Testo di studio —

▼▼▼

Ora, è pur vero che il giudizio di pericolosità sociale costituisce tipica espressione del potere discrezionale dell’Amministrazione a tutela dell’ordine e della sicurezza pubblica, e che il sindacato di legittimità del giudice amministrativo deve limitarsi a verificarne l’eventuale manifesta arbitrarietà, irragionevolezza o falsità dei presupposti di fatto (v., ex multis, Cons. Stato, Sez. IV, 14 dicembre 2004 n. 797), non essendo necessaria una sentenza irrevocabile di condanna, né occorrendo il previo accertamento della commissione di specifici fatti costituenti reato (v. Cons. Stato, Sez. IV, 21 marzo 2003 n. 1492). Tuttavia, la condotta del soggetto deve essere in ogni caso tale da dimostrarne l’inclinazione a delinquere e da escludere, secondo l’”id quod plerumque accidit”, l’episodicità del comportamento fonte di allarme sociale (v. Cons. Stato, Sez. IV, 29 agosto 2003 n. 4852).

Ciò posto, e venendo al caso di specie, il Collegio osserva come le varie denunce penali e deferimenti all’Autorità giudiziaria (rissa aggravata e minacce nel 2000, minacce e falso ideologico nel 2005) e l’arresto per rissa aggravata nel 2004 non abbiano avuto conseguenze in sede penale, nessun procedimento per i primi risultando avviato (v. relazione della Questura in data 15 gennaio 2007, a seguito di istruttoria disposta da questa Sezione) ed emergendo invece per l’episodio del 2004 la sopraggiunta assoluzione in primo grado. In verità, quando gli episodi sono risalenti nel tempo, la circostanza che il giudice penale non abbia individuato elementi utili per l’accertamento di responsabilità obbliga l’Amministrazione a non arrestarsi al mero richiamo a quelle iniziative, ma impone un più accurato esame degli episodi presi in considerazione, con una loro autonoma valutazione, anche alla luce dell’esito in sede penale e di ogni ulteriore elemento sintomatico della pericolosità del soggetto; nella circostanza, in particolare, non sono state indicate ulteriori significative condotte riprovevoli (c’è solo un generico riferimento alla presunta rissosità del soggetto) mentre l’episodio del “falso ideologico” riguarda fattispecie criminosa per la quale l’ordinamento sottende un giudizio di disvalore e un livello di gravità che escludono situazioni di rilevante allarme per la comunità, né d’altra parte sono state associate alla vicenda circostanze idonee ad evincerne la propensione a procurarsi i mezzi di sostentamento attraverso l’esclusivo ricorso a strumenti illeciti, onde emerge evidente l’incompletezza degli accertamenti operati.

▲▲▲

[Dati di ancoraggio di oggetti in linguaggio naturale]
▼▼▼

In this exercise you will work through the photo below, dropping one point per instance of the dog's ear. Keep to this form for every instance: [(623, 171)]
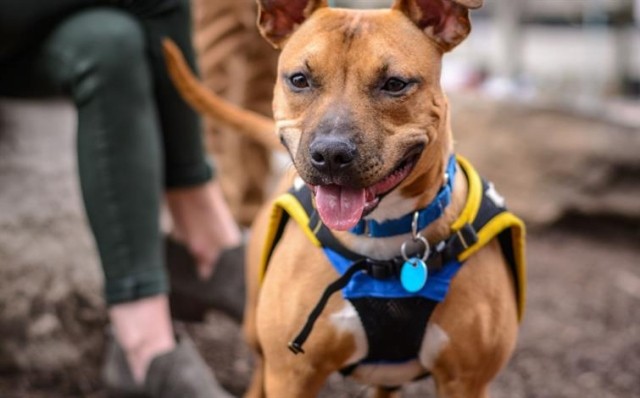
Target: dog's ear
[(277, 19), (445, 21)]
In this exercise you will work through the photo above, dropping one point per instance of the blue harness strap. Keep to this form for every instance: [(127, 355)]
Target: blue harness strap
[(393, 318)]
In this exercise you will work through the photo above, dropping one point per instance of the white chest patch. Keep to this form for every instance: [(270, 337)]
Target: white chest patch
[(435, 340), (347, 320)]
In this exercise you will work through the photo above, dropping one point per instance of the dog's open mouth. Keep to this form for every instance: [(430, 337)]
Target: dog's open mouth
[(341, 207)]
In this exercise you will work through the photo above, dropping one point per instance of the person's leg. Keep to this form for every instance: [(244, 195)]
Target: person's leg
[(98, 55), (201, 216)]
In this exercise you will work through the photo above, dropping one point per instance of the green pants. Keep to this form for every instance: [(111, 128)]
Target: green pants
[(136, 136)]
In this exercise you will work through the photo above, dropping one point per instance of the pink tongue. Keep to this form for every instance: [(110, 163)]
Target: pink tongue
[(340, 208)]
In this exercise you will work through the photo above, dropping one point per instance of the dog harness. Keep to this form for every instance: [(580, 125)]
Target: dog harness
[(395, 315)]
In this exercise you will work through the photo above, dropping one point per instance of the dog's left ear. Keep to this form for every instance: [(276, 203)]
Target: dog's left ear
[(445, 21), (278, 19)]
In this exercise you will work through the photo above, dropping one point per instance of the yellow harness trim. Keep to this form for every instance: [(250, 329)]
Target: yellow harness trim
[(491, 229), (474, 195), (295, 210), (289, 203)]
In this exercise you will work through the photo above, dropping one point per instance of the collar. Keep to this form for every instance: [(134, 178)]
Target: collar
[(426, 215)]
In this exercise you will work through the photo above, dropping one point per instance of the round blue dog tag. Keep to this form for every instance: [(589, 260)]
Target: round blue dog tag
[(413, 275)]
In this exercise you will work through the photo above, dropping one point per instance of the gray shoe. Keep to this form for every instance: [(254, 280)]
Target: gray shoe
[(190, 297), (180, 373)]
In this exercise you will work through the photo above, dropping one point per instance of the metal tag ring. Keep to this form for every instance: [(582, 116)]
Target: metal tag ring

▲▲▲

Compito assegnato A — Ripeti fedelmente il passo del testo di studio che comincia con le parole contenenti "Ora, è pur vero" e termina con "2003 n. 4852).".
Compito assegnato B —
In base al testo di studio, rispondi alle seguenti domande.
(i) Quale decisione del Consiglio di Stato viene citata a sostegno dell'esigenza che la condotta dimostri l'inclinazione a delinquere?
(ii) In quale anno è avvenuto l'arresto per rissa aggravata?
(iii) In quale data è stata redatta la relazione della Questura?

Risposta A —
Ora, è pur vero che il giudizio di pericolosità sociale costituisce tipica espressione del potere discrezionale dell’Amministrazione a tutela dell’ordine e della sicurezza pubblica, e che il sindacato di legittimità del giudice amministrativo deve limitarsi a verificarne l’eventuale manifesta arbitrarietà, irragionevolezza o falsità dei presupposti di fatto (v., ex multis, Cons. Stato, Sez. IV, 14 dicembre 2004 n. 797), non essendo necessaria una sentenza irrevocabile di condanna, né occorrendo il previo accertamento della commissione di specifici fatti costituenti reato (v. Cons. Stato, Sez. IV, 21 marzo 2003 n. 1492). Tuttavia, la condotta del soggetto deve essere in ogni caso tale da dimostrarne l’inclinazione a delinquere e da escludere, secondo l’”id quod plerumque accidit”, l’episodicità del comportamento fonte di allarme sociale (v. Cons. Stato, Sez. IV, 29 agosto 2003 n. 4852).

Risposta B —
(i) Cons. Stato, Sez. IV, 29 agosto 2003 n. 4852.
(ii) Nel 2004.
(iii) Il 15 gennaio 2007.